_ENTRIES PROVIDED_
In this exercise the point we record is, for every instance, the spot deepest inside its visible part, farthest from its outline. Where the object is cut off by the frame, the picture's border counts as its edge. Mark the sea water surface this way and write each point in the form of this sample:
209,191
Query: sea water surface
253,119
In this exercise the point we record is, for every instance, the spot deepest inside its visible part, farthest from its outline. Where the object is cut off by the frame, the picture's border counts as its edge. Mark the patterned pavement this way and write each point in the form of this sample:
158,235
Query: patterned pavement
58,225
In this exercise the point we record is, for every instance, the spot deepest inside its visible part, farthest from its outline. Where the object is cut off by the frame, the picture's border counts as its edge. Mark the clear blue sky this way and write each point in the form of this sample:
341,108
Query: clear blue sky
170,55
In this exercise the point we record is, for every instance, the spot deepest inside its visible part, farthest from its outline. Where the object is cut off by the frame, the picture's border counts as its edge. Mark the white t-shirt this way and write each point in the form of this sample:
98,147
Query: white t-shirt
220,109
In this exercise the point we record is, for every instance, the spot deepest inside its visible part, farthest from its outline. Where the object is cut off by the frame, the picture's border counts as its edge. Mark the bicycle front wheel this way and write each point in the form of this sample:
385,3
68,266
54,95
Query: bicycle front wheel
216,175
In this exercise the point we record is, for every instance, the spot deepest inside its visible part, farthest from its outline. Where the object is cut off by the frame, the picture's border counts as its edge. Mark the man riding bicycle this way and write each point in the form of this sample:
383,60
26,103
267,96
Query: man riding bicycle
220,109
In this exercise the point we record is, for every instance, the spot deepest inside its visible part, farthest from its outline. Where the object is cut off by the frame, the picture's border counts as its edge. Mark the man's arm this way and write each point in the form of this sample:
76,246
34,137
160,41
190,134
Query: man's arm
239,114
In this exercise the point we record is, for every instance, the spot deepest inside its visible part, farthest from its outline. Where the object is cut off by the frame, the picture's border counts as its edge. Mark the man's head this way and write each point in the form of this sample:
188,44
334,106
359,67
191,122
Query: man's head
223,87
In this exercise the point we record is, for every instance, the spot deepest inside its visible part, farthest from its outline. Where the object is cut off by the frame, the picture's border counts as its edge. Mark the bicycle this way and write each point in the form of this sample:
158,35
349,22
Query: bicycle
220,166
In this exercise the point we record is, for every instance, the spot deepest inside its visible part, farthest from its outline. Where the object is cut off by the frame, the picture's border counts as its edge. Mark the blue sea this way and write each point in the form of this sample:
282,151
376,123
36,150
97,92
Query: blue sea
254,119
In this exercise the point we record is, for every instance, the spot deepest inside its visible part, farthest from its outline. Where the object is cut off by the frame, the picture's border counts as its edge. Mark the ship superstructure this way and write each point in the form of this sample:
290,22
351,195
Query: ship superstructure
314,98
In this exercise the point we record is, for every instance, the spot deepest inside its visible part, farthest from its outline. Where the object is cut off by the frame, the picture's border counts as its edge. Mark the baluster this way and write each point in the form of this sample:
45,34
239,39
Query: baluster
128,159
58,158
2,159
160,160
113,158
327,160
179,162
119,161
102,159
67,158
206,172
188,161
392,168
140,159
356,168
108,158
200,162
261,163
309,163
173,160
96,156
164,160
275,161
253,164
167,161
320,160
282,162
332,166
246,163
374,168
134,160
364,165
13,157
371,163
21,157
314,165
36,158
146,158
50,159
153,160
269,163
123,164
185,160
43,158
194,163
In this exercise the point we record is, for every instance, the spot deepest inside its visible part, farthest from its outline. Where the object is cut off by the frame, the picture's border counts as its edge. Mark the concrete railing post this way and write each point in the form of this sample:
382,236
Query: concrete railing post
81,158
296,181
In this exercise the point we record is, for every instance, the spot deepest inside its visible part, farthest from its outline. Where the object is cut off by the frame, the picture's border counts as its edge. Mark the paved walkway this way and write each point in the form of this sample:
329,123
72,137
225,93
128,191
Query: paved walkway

_REQUIREMENTS_
In full and verbatim, repeat the records given above.

_REPLY TO THE EXERCISE_
In this exercise the point we record is, for every instance, the spot deepest inside its visible part, farthest from its outline. Where the object is cut off by the frame, the picture's border counts as its edge. Mark the sea water surface this way and write each point in the form of this sample:
209,191
Query: sea water surface
253,119
In this exercise the point we record is, for every instance, the spot deepest inside its visible part, farthest from its outline. Where the object is cut off by the frame, the picture's border counts as its edge. Mark the patterned pavement this way and write each point in the form of this sample:
158,235
Query: patterned pavement
58,225
In this exercise the point we record is, for every instance, the spot deepest inside its visible part, farthest from its outline. Where the object is cut off by the frame, the picture's border counts as its edge. Mark the clear blue sky this way and write each point in the form of this sample:
341,108
Query: clear blue sky
170,55
In this exercise the point we record is, for every instance, the spot deepest inside its visible part, farthest from its outline. Where the object is cut off by the frame, the picture's border counts as its edge. Mark the white t-shirt this way and write each point in the form of this sample:
98,147
Query: white t-shirt
220,109
In this exercise the point we record is, for every instance, the spot deepest inside its visible part, farthest from its outline. Where the object is cut off by the frame, the picture's border counts as its edge. Mark the bicycle front wheel this way and write each point in the form of this sample:
385,3
68,266
54,95
Query: bicycle front wheel
216,175
In this exercise the point we record is, for every instance, the spot deepest inside its visible part, farthest from its outline. Where the object is cut off by the frame, the picture's border counts as its edge. Mark the man riding bicycle this way and write each point in the form of this sample:
383,60
26,103
267,96
Query: man riding bicycle
220,109
In this exercise the point we record is, for every instance, the spot deepest inside its visible part, farthest from its outline. Where the object is cut off by the frame, the picture's border counts as its edge. Mark the man's arm this way and write each point in the form of this sample:
76,246
34,137
160,41
190,134
Query: man's arm
239,114
In this exercise the point we record is, for every instance, the spot deepest inside its visible part, farthest from its outline. Where the object is cut off by the frame, the picture's border counts as its edge. Mark the man's head this way and write each point in the form of this sample:
188,44
334,106
359,67
191,122
Query: man's head
223,87
In this exercise the point we record is, for every instance, the spot deepest inside its visible part, farthest from its outline. Where the object is cut off by the frame, the picture's border counts as its edge. Mark the bicycle this way and write each point in the form of this sample:
158,35
349,22
Query: bicycle
220,166
In this exercise the point we record is, for every instance, the spot deepest inside its visible part, farthest from its outline. Where the object is cut off by the frame, the picture's border counts as its edge. Mark the blue sea this way and write each point in the form of this sample:
282,151
376,123
36,150
97,92
Query: blue sea
254,119
In this exercise the point we record is, for every instance, the spot deepest inside its visible part, farthest from its outline. Where the object is cut off by the frame, the picture's border counts as its edge. Mark the ship superstructure this way and write each point in the form of this sample:
290,22
351,195
Query: ship superstructure
314,98
In this exercise the point we record is, for every instance, the spot deepest inside its visible part, farthest from its outline. Where the object is cut off by the frame, the picture's border counts as its edge. Mark the baluster this way and write each point in the form of this sample:
45,34
239,39
Query: baluster
128,159
58,158
2,159
160,160
113,158
327,160
179,162
119,161
102,159
67,158
206,172
188,161
392,168
140,159
356,168
108,158
200,162
261,163
309,163
173,160
96,156
164,160
275,161
253,164
167,161
320,160
282,162
332,166
246,163
374,168
134,160
364,165
13,157
371,163
21,157
314,165
36,158
146,158
50,159
153,160
269,163
123,164
185,160
43,158
194,163
In this exercise the point we record is, for every instance, the spot deepest inside its visible part, farthest from its outline. Where the object is cut off by the frame, the picture's border counts as its edge. Mark the concrete railing post this way and write each point in the form of this sample:
382,236
Query: concrete railing post
81,158
296,181
In this exercise the point we record is, for every instance, the spot deepest inside its visible part, farthest from its outline. Where the object is cut off by the frame, the picture's border counts as its edge. Mark the paved walkway this way and write each point in the form of this sample:
329,123
72,137
225,93
128,191
Query: paved walkway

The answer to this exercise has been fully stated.